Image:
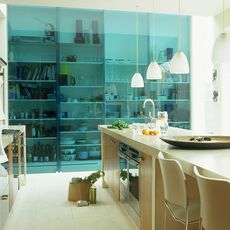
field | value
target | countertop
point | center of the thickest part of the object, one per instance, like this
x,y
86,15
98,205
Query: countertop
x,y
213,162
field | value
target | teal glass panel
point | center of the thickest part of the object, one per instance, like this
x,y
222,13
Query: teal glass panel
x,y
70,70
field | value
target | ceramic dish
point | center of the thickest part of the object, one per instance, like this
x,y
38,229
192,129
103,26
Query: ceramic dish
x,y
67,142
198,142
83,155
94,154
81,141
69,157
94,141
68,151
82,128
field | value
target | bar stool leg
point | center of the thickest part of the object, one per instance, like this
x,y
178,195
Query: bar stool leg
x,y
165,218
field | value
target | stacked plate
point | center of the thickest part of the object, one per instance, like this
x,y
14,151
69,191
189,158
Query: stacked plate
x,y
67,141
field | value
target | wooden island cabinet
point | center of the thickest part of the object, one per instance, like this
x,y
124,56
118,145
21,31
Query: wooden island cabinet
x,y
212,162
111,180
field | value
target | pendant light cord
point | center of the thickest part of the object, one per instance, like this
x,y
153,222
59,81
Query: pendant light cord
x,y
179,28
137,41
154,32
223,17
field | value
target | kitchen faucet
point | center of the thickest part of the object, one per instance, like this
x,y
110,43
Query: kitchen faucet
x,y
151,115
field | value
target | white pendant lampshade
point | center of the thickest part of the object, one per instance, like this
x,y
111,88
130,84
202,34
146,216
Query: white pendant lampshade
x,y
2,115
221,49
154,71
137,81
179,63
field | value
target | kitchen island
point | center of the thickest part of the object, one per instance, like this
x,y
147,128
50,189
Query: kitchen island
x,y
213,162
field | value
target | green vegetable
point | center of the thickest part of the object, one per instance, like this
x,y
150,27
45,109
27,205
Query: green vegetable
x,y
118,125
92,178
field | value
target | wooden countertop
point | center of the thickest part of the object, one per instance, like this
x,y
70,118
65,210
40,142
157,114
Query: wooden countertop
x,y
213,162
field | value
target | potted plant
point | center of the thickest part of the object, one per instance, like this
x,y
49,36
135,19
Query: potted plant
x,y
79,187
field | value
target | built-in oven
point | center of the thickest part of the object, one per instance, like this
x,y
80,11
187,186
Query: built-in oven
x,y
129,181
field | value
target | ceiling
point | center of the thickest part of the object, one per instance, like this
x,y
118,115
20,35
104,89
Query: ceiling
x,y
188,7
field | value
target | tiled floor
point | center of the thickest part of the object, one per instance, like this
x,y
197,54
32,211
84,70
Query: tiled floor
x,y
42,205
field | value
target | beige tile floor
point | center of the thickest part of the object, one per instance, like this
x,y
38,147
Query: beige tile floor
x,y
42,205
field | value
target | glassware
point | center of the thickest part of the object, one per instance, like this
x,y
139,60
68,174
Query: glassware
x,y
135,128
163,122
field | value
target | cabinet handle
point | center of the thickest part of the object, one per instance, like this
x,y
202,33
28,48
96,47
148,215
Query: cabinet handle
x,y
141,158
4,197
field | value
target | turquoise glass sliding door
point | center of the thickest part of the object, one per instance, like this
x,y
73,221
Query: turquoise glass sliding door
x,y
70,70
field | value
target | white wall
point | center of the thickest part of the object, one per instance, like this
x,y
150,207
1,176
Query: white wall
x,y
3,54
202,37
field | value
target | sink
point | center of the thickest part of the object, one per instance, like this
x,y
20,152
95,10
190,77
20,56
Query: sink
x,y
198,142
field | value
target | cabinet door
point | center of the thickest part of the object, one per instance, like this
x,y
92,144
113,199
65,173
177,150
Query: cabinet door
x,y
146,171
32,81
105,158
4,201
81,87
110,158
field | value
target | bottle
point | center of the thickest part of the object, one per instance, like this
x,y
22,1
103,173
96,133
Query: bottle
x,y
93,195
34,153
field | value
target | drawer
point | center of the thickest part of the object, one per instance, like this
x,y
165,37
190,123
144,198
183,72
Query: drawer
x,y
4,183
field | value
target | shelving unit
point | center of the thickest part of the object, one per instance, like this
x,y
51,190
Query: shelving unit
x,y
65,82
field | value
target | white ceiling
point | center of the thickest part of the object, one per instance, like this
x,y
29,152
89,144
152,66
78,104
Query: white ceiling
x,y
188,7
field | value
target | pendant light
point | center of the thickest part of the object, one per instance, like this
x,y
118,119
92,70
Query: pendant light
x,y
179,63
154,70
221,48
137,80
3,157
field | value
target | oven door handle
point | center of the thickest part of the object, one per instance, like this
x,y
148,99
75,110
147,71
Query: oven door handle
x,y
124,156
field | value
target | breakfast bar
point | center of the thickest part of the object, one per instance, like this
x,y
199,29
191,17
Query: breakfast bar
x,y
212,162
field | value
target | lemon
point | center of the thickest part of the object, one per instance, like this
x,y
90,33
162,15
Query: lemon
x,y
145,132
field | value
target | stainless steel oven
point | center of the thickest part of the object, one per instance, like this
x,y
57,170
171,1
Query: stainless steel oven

* Task statement *
Without changing a word, retype every entry above, but drop its pictures.

* Response to the exercise *
Image:
field | value
target | countertop
point | center of the thickest part of the object, one per instance, like this
x,y
86,15
98,205
Query: countertop
x,y
213,162
field | value
target | teal glass panel
point | center of the thickest part of the object, one per instance, like this
x,y
222,13
Query: teal glass panel
x,y
70,70
field | value
target | ceramic dish
point | center of the thickest part of the object, one per instance, like this
x,y
38,229
192,129
103,26
Query: ceramic dish
x,y
67,142
198,142
83,155
94,154
81,141
69,157
94,141
68,151
82,128
field | value
target | bar stool leg
point | center of the thickest part of the object, one per instance, like this
x,y
178,195
Query: bar stool leg
x,y
165,218
field | value
target | stacked plate
point | center of the thickest part of the object, one per instance, like this
x,y
14,151
69,191
189,158
Query: stacked plate
x,y
67,141
field | value
target | wooden island cabinet
point | center of the thickest part of the object, one per instance, like this
x,y
124,56
118,145
21,31
Query: wooden island cabinet
x,y
212,162
111,180
field | value
target | pendant light cord
point | center of the thickest part of the object, one per instance, like this
x,y
153,222
59,81
Query: pendant light cord
x,y
179,28
137,41
154,32
223,17
field | value
target | kitchen faucet
point | center of the thickest part of the object, one per instance, like this
x,y
110,43
Query: kitchen faucet
x,y
151,115
field | value
target | white pendant lampshade
point | center of the thickest part of the object, one per instance, like this
x,y
111,88
130,84
202,34
146,216
Query: white pendant lampshade
x,y
2,115
221,49
154,71
137,81
179,63
field | value
target | kitchen island
point | center of the thickest part of the object, one per instance, like this
x,y
147,128
50,189
Query: kitchen island
x,y
213,162
field | value
target | green vegetable
point | center of the thickest part of the object, one per instance, like this
x,y
150,27
45,109
27,205
Query: green vegetable
x,y
118,125
92,178
field | value
target | wooden countertop
point | center of the thickest part of the object, one per instance, like this
x,y
70,118
65,210
40,142
157,114
Query: wooden countertop
x,y
213,162
field | value
target | potted plant
point | center of the thickest part of the object, one per instance, like this
x,y
49,36
135,19
Query: potted plant
x,y
79,187
field | value
target | built-in oven
point | center of the thickest part of the object, one per instance, like this
x,y
80,11
187,186
Query: built-in oven
x,y
129,181
field | value
target | ceiling
point | center of the thickest part of the object, one per instance, like this
x,y
118,115
20,35
104,89
Query: ceiling
x,y
188,7
field | value
target | tiled floor
point | center of the thickest part of the object, one per instance, like this
x,y
197,54
32,211
84,70
Query: tiled floor
x,y
42,205
field | value
target | beige tile floor
point | center of the thickest part of the object, one per instance, like this
x,y
38,147
Query: beige tile floor
x,y
42,205
field | value
target | glassware
point | center of the thickest part of the object, one per instance, like this
x,y
139,60
68,174
Query: glassware
x,y
135,128
163,122
field | value
target | cabinet handle
point | center of the thickest part of the object, one per instance, like this
x,y
202,33
28,48
96,47
148,215
Query: cabinet handle
x,y
141,158
4,197
field | value
target | turquoise glass sliding door
point | center of the thickest part of the object, one per instance, like this
x,y
73,221
Query: turquoise glass sliding door
x,y
70,70
field | value
target | white wall
point | center of the thickest part of the object, one per instance, like this
x,y
150,207
1,176
Query: white wall
x,y
3,54
202,37
field | value
target | sink
point | center of the thickest part of the object, one per instance, like this
x,y
20,152
95,10
190,77
20,56
Query: sink
x,y
198,142
field | value
target | cabinet door
point | center of the thickest part of the object, one per instance, like this
x,y
92,144
113,199
65,173
177,150
Query: cabinet door
x,y
146,171
32,81
105,158
4,201
81,87
110,158
field | value
target | bottle
point | center of the thickest part of the object, one per instance, like this
x,y
22,1
103,173
96,133
Query: bottle
x,y
93,195
34,153
field | value
target | drawer
point | center of the thickest part of the object, one per instance, like this
x,y
165,37
190,123
144,198
183,72
Query: drawer
x,y
4,183
field | value
target | shelving unit
point | center of the thickest part of the object, one per instance, like this
x,y
51,190
Query: shelving unit
x,y
65,82
field | value
target | white ceiling
point | center of the thickest part of the object, one per instance, like this
x,y
29,152
89,144
152,66
78,104
Query: white ceiling
x,y
188,7
field | value
target | pendant light
point | center of the thickest part of the object, one per instance, like this
x,y
118,119
92,70
Query: pendant light
x,y
179,63
154,70
221,48
137,80
3,157
field | value
target | oven door handle
point | center of the thickest part of the object, one per instance, like this
x,y
148,99
75,110
147,71
Query: oven door handle
x,y
124,156
field | value
target | breakfast bar
point | center of the thickest part of the object, one per instance, like this
x,y
199,29
191,17
Query: breakfast bar
x,y
212,162
field | value
target | lemon
point | center of the thickest part of the object, one per instance, like this
x,y
90,33
162,15
Query: lemon
x,y
145,132
field | value
target | stainless steel oven
point | center of the thickest part of the object, one per instance, like this
x,y
57,170
171,1
Query: stainless steel oven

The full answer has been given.